Task details> Update the entries below by replacing "concrete utility pole" with "wooden utility pole" and changing nothing else. Write out the revised lines without the pictures.

--- START ---

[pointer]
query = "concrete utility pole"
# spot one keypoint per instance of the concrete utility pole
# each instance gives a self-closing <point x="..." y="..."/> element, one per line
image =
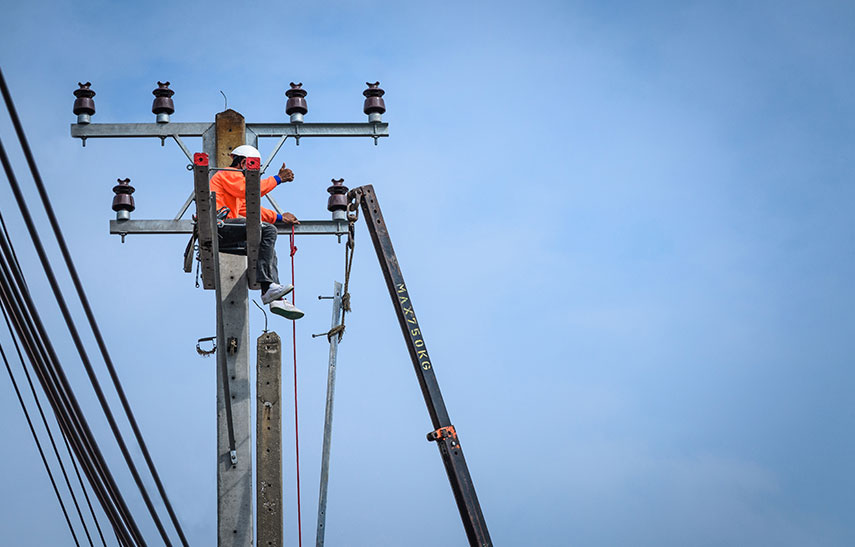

--- END ---

In response>
[pointer]
query = "wooden utility pole"
# spot one keypoint per instance of the wooden utility pole
# each instance gives a self-closing <point x="..." y="..."/> element, one per line
image =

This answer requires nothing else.